Stated goal | Copy the records word for word, beginning at the first line and stopping after the line that contains "[[77, 125]]".

[Pointing records]
* * * * *

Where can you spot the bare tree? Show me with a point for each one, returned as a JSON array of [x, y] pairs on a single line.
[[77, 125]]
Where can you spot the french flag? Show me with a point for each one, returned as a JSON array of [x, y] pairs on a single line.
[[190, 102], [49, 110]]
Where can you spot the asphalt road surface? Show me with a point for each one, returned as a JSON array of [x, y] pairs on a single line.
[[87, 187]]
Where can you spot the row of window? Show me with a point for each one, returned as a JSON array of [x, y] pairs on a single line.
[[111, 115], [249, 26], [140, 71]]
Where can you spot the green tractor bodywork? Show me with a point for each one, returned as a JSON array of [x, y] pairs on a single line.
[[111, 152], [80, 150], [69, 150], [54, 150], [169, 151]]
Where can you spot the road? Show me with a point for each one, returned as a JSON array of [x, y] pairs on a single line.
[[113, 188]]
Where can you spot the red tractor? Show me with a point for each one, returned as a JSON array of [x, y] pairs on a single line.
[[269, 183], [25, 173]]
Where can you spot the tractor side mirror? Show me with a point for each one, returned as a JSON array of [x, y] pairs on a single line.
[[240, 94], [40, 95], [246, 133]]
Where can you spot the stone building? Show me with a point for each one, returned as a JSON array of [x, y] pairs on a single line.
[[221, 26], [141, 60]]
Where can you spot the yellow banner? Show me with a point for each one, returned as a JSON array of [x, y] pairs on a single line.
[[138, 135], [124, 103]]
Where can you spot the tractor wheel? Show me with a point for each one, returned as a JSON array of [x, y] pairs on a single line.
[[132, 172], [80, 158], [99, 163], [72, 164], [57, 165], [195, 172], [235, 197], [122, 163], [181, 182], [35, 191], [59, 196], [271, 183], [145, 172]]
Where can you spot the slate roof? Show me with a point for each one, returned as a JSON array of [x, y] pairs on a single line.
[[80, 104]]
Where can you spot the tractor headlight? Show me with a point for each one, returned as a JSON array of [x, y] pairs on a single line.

* * * * *

The reply |
Where can you spot the bare tree? Show me with a point for each one, returned as a JSON array of [x, y] pairs on a single line.
[[77, 125]]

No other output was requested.